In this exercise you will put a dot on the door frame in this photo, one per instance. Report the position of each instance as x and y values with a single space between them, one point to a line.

* * *

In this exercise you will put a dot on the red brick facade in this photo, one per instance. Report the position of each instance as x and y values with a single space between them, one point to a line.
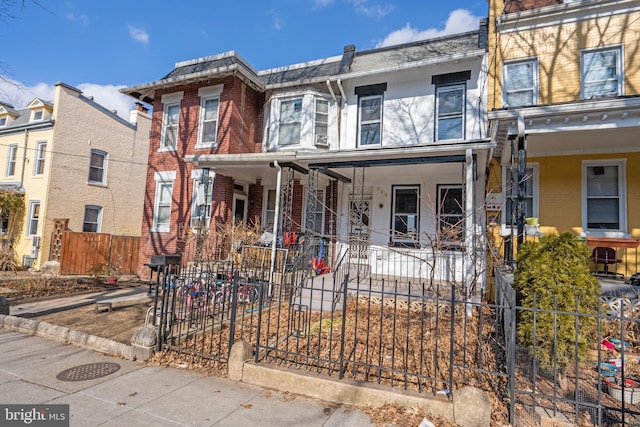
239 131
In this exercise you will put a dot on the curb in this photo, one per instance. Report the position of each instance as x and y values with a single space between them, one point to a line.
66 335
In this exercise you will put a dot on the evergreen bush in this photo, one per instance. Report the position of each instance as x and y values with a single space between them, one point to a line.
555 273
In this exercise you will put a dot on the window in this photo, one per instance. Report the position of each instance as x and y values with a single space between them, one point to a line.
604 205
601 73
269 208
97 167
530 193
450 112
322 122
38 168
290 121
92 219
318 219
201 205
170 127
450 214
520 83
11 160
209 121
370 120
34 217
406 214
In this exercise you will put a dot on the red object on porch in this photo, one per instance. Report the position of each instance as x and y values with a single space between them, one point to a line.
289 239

▶ [Challenge]
Tally the lines in the items above that contain the word "bush". State only the resulting number.

▶ [Task result]
1